# [Information supplied]
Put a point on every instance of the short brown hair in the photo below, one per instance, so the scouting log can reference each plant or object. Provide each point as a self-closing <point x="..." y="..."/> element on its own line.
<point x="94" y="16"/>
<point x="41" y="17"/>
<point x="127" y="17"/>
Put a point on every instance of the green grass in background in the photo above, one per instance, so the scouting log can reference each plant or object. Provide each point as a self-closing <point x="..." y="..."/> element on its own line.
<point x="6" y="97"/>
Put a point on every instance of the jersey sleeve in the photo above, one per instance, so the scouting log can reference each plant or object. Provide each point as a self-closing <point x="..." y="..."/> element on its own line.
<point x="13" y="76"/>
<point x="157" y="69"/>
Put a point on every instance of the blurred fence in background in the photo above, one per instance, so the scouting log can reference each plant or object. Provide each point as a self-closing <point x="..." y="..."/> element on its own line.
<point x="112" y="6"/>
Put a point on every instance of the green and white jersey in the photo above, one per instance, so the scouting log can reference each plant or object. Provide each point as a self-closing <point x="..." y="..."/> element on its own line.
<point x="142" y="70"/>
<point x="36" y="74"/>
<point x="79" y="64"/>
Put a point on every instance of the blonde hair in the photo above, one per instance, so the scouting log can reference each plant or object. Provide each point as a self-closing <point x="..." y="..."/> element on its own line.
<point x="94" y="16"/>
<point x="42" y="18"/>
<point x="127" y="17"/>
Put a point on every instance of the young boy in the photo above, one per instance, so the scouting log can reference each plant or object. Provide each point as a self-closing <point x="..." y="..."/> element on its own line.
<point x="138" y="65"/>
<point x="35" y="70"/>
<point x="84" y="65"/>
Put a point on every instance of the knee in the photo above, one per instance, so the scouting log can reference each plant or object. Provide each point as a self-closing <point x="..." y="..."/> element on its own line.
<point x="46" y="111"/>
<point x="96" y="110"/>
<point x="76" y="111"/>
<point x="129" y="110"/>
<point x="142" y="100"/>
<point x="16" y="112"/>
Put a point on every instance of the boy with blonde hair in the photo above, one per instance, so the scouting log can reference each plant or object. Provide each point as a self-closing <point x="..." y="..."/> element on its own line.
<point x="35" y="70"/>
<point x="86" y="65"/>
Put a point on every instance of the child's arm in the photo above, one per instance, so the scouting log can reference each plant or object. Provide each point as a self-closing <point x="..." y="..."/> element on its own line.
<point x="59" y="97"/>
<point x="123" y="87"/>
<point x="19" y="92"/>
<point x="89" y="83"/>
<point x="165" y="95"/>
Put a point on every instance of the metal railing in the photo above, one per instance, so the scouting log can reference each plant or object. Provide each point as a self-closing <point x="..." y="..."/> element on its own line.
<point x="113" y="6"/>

# [What you will do]
Each line from the one with "Put a point on every instance of the boy" through the end of the records above should be written out exactly. No other line should appear.

# [Solution to the exercise]
Put a point on every instance of the boy with blonde hair in the photo above, one per instance, so the scouting log can reference each plant or object. Provide each point as a self-closing <point x="..." y="..."/> element on its own line.
<point x="35" y="70"/>
<point x="86" y="65"/>
Put a point on every instance of the child's arm in the photo above, one per instance, so the scouting log can reference each plant or object. Provide each point as a self-closing <point x="..." y="..."/> element on its own line.
<point x="59" y="97"/>
<point x="123" y="87"/>
<point x="19" y="92"/>
<point x="89" y="83"/>
<point x="165" y="95"/>
Put a point on every instance of the metal railing in the photo above, one per instance, so the scouting log can reference each plant or object. Provide each point as a self-closing <point x="..." y="..."/> element on its own line.
<point x="113" y="6"/>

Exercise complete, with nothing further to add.